What needs to be done:
Output as a Markdown table the lines starting at the beginning of the rows below and running through the line that contains "[[236, 137]]", leaving out blank lines. Use the columns "Row" for the line's number and "Text" for the line itself.

● ● ● ● ● ● ●

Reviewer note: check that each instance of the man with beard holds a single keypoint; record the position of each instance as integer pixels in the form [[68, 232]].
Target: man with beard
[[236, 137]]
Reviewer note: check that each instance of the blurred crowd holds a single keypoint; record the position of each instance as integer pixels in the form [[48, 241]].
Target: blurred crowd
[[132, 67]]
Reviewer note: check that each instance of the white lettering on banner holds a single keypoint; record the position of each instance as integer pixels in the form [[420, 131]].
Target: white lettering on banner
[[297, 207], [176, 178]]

● ● ● ● ● ● ●

Full answer:
| Row | Text |
|---|---|
| 1 | Reviewer note: check that each instance of the man with beard holds a single keypoint; record the position of each instance as integer pixels in the form [[68, 232]]. |
| 2 | Target: man with beard |
| 3 | [[236, 137]] |